## START DATASET RECORDS

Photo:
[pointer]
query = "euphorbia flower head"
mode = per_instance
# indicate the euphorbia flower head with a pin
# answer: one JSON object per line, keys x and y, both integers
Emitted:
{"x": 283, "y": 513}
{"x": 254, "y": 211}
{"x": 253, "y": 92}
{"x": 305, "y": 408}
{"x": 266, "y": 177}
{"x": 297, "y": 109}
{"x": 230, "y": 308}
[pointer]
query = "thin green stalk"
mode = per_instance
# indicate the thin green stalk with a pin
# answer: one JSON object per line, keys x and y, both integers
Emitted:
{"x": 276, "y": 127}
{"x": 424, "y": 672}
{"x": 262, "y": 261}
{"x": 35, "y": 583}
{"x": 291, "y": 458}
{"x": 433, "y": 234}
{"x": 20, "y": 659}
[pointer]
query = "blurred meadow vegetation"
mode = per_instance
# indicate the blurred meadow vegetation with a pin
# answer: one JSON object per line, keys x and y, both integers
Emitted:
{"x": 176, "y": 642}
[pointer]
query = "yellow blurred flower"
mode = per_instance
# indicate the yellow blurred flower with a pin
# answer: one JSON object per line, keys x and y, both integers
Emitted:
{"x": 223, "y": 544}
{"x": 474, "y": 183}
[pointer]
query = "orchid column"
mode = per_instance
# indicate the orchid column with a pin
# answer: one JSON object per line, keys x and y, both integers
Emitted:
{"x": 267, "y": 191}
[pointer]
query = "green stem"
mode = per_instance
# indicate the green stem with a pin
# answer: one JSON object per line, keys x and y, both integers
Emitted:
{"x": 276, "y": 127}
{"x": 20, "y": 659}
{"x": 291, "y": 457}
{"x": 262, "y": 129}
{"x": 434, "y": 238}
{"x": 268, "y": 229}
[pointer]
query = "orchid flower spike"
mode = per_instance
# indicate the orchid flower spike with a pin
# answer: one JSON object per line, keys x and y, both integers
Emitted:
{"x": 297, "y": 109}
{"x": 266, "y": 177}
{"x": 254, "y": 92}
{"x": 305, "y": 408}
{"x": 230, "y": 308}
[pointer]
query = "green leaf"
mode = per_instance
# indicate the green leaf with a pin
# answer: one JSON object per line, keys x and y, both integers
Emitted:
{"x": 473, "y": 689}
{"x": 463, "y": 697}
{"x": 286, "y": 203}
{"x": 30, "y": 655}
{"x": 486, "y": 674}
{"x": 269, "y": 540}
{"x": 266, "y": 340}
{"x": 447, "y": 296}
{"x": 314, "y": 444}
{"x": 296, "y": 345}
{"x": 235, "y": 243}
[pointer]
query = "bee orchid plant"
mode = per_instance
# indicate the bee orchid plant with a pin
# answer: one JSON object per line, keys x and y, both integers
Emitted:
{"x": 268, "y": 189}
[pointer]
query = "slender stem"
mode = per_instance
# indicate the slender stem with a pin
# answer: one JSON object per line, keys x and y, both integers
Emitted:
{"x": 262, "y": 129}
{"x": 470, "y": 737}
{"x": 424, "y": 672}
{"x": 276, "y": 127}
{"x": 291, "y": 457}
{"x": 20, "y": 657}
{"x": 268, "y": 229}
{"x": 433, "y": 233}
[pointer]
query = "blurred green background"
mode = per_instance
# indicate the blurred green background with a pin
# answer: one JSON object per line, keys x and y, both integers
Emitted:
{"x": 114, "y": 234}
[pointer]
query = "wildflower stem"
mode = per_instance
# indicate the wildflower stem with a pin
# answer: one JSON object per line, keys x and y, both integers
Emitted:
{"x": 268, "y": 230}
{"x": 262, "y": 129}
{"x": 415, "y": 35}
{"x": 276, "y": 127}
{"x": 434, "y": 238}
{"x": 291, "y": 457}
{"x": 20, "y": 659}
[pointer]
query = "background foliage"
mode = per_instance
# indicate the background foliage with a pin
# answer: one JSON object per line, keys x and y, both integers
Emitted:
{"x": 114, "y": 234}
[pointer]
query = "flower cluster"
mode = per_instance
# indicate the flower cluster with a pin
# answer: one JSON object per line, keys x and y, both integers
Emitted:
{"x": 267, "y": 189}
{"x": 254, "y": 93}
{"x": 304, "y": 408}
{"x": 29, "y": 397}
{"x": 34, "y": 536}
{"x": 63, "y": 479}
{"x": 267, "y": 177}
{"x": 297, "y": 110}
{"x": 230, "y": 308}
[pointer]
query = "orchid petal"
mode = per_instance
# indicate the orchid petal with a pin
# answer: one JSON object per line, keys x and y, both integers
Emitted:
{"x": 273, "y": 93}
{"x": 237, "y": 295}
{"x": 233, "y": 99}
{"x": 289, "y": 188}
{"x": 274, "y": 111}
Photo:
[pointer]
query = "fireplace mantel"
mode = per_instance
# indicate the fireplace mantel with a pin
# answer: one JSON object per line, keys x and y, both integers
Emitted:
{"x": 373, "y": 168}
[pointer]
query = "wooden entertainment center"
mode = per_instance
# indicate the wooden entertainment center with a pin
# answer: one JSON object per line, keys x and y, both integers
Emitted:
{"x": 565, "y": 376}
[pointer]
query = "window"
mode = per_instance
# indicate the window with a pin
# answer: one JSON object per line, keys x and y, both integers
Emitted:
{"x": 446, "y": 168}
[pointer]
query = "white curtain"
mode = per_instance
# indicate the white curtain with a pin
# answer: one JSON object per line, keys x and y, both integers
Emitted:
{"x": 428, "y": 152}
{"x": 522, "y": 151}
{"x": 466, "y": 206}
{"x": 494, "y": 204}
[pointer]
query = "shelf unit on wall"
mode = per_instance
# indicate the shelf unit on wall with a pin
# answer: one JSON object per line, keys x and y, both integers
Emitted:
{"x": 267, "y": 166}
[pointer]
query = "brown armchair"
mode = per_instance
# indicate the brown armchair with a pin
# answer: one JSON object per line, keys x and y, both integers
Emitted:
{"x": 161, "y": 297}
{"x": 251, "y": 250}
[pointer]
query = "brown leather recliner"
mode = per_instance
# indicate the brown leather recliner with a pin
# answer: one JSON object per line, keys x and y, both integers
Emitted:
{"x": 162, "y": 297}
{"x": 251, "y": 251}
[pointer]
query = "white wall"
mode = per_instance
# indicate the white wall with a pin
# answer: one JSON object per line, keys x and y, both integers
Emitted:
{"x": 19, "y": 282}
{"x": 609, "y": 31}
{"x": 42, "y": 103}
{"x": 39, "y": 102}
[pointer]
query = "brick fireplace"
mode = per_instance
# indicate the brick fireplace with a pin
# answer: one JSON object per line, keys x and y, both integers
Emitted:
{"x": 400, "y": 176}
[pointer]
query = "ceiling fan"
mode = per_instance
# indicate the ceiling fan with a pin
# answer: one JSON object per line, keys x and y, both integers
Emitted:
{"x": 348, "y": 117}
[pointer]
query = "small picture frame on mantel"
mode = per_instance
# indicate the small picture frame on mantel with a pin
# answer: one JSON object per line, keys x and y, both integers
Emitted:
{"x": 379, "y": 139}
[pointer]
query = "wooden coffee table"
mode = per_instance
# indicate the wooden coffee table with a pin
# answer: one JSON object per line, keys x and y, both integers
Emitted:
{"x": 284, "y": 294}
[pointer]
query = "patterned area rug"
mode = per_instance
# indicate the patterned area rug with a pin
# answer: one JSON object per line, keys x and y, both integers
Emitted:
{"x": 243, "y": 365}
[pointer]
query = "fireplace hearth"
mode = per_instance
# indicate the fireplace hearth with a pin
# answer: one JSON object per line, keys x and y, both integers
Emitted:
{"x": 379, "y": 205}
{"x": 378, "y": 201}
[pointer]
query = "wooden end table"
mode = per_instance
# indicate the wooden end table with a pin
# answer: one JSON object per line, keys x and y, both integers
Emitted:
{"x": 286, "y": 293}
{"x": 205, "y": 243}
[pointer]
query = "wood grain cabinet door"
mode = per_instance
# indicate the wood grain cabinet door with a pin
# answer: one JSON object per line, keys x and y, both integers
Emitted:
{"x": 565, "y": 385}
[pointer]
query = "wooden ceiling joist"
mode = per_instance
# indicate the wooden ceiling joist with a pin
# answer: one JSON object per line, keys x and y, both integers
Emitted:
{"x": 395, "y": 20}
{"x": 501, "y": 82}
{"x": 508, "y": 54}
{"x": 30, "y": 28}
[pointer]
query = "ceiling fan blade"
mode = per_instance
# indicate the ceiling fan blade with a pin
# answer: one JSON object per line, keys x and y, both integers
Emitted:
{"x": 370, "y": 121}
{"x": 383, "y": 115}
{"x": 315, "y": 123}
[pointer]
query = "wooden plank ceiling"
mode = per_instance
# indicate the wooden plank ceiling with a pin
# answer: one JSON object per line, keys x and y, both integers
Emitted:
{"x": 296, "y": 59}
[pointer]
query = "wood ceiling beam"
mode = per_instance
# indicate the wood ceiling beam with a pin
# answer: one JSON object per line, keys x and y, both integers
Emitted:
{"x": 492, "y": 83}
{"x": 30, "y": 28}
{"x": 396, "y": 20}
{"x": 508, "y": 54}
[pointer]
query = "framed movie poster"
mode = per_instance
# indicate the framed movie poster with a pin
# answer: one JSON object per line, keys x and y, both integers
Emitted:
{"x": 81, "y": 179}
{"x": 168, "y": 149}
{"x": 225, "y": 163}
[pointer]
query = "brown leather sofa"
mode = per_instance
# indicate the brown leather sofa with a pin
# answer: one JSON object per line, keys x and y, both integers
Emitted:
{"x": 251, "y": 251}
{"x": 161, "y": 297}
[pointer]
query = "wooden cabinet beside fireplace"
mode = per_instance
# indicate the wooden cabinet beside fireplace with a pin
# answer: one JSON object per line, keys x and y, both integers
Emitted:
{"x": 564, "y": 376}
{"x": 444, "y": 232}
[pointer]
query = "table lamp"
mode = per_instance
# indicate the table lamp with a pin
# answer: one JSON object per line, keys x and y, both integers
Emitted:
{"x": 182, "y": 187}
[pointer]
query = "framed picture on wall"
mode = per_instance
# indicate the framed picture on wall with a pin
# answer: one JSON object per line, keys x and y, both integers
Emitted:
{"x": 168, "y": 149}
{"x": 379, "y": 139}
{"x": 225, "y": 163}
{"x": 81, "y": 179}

## END DATASET RECORDS

EXERCISE DETAILS - From the records above, extract each line that contains the word "cluster" and reproduce it in full.

RESULT -
query = "flower cluster"
# indicate the flower cluster with a pin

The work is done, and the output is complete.